Your job is to return every line of the listing holding the string "outline".

* * *

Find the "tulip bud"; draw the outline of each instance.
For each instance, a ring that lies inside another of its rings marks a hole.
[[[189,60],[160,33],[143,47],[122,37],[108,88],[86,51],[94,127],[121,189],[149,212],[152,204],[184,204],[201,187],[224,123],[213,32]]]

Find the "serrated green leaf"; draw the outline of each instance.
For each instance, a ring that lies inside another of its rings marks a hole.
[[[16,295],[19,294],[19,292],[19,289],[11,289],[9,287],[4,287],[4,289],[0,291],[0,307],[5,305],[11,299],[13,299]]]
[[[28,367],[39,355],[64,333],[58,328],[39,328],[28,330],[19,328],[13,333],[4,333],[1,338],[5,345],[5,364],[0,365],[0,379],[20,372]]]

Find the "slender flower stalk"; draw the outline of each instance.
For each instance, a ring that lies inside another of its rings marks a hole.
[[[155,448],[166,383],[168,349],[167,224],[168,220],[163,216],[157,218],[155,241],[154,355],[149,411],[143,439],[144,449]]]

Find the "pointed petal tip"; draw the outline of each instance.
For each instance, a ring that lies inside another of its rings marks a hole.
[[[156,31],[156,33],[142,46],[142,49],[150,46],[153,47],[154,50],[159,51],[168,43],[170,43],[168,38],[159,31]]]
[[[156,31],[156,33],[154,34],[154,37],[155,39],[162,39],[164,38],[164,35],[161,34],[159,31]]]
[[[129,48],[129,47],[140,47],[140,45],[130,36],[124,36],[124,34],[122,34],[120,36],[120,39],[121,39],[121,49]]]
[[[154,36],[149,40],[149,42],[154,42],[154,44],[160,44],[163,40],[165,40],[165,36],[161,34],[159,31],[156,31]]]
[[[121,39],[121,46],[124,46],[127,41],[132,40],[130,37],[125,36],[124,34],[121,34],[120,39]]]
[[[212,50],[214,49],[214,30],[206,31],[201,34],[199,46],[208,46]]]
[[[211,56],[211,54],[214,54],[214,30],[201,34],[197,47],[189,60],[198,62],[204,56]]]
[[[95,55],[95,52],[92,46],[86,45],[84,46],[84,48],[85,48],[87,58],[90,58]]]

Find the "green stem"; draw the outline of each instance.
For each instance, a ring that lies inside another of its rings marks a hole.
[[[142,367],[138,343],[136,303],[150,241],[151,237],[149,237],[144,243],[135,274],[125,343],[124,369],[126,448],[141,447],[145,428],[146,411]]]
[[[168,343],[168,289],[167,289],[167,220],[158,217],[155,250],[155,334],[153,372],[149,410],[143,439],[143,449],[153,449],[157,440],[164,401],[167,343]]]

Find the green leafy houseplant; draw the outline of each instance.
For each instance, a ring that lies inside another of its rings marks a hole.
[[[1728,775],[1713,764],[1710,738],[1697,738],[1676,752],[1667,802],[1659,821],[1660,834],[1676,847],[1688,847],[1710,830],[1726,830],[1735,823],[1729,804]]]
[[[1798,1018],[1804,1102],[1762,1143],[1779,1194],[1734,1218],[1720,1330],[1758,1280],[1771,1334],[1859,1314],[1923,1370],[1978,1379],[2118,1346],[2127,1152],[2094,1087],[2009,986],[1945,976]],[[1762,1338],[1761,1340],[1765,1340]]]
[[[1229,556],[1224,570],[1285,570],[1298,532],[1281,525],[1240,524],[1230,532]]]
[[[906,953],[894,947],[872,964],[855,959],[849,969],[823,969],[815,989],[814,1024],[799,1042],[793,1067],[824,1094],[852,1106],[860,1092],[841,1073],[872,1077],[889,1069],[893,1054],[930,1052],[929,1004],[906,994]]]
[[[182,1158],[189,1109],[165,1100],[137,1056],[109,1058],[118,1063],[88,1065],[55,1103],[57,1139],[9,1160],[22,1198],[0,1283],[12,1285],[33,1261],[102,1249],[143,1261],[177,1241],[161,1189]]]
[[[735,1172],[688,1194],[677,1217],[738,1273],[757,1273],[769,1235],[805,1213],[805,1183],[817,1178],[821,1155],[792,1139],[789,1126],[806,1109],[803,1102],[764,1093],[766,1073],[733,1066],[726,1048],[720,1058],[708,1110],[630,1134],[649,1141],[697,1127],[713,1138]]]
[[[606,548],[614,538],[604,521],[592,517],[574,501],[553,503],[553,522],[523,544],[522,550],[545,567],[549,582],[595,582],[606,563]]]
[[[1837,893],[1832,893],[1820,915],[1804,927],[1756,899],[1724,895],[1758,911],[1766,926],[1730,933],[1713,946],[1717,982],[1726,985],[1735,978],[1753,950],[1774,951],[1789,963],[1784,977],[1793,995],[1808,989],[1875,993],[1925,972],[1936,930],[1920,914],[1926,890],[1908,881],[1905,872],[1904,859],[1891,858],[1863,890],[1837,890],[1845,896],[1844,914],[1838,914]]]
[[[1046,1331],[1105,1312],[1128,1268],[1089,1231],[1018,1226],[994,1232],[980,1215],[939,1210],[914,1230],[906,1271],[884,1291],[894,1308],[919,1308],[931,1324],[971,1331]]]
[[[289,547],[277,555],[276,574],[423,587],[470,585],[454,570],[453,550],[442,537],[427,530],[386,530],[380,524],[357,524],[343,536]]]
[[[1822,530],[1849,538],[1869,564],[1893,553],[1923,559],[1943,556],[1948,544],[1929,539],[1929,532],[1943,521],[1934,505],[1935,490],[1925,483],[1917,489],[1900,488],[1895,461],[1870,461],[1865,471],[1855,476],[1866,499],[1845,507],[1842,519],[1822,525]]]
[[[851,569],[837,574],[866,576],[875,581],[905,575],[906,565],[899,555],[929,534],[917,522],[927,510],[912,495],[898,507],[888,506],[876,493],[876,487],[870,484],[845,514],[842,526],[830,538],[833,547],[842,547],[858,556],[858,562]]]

* * *

### Reply to the task
Find the "tulip bud"; draw the outline of each instance.
Find the "serrated green leaf"; draw the outline of each instance.
Find the "slender flower stalk"; draw the outline of each instance.
Find the "pointed petal tip"; draw the outline of each instance.
Find the "green stem"; draw the outline of each instance.
Find the green leafy houseplant; draw the outline of each instance.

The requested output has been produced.